Instructions to follow: Restate the entries below verbatim.

Exercise data:
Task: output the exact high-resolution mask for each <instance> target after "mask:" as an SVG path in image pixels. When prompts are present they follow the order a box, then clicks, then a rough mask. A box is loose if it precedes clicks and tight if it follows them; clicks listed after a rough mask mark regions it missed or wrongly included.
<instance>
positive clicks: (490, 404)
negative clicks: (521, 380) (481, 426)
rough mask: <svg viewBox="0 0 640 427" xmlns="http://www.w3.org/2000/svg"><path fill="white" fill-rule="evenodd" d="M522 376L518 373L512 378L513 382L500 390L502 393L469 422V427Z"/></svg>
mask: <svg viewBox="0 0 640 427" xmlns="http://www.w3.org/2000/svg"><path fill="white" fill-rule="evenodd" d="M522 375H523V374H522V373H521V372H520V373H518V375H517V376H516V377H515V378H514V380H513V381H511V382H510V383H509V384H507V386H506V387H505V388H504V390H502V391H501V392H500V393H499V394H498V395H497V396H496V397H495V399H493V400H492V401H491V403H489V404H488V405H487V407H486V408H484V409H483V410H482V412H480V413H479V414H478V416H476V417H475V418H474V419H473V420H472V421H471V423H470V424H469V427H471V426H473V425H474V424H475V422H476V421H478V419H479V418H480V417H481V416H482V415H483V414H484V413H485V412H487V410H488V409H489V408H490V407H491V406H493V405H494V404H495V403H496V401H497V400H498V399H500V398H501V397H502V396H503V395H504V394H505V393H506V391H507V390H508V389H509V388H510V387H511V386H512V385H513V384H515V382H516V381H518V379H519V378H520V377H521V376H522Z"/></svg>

The answer:
Task: output the exact high-resolution mask for each <instance> target after "mask:" as an SVG path in image pixels. When prompts are present they follow the order a box, then clicks, then a rough mask. A box is loose if it precedes clicks and tight if it follows them; clicks listed after a rough mask mark regions it missed or wrongly included.
<instance>
positive clicks: (490, 404)
negative clicks: (521, 380) (481, 426)
rough mask: <svg viewBox="0 0 640 427" xmlns="http://www.w3.org/2000/svg"><path fill="white" fill-rule="evenodd" d="M522 376L518 373L512 378L513 382L500 390L502 393L469 422V427Z"/></svg>
mask: <svg viewBox="0 0 640 427" xmlns="http://www.w3.org/2000/svg"><path fill="white" fill-rule="evenodd" d="M522 375H523V374H522V373H521V372H520V373H518V375H517V376H516V377H515V378H514V380H513V381H511V382H510V383H509V384H507V386H506V387H505V388H504V390H502V391H501V392H500V393H499V394H498V395H497V396H496V397H495V399H493V400H492V401H491V403H489V404H488V405H487V407H486V408H484V409H483V410H482V412H480V413H479V414H478V416H476V417H475V418H474V419H473V420H472V421H471V423H470V424H469V427H471V426H473V425H474V424H475V422H476V421H478V419H479V418H480V417H481V416H482V415H483V414H484V413H485V412H487V410H488V409H489V408H490V407H491V406H493V405H494V404H495V403H496V401H497V400H498V399H500V398H501V397H502V396H503V395H504V394H505V393H506V391H507V390H508V389H509V388H510V387H511V386H512V385H513V384H515V382H516V381H518V379H519V378H520V377H521V376H522Z"/></svg>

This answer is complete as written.